Find the string "street" in the entries and copy each line that has it.

|---|

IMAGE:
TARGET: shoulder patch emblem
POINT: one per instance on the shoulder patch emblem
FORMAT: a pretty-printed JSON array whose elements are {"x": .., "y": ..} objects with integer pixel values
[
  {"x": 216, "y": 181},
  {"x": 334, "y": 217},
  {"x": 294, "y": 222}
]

|---|

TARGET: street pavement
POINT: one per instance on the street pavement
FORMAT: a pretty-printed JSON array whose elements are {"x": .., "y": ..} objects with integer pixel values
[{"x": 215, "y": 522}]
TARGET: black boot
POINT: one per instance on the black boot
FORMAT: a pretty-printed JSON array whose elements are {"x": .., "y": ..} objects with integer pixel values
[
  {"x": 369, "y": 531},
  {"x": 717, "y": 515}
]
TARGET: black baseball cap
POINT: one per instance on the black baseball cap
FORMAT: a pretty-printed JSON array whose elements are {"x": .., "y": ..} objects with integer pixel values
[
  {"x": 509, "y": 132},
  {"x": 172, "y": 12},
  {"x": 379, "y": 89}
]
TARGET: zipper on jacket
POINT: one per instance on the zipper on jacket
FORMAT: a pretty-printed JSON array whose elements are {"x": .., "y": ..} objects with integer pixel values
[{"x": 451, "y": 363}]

|---|

*Solution for this exercise*
TARGET: street pavement
POINT: one per instance on the street pavement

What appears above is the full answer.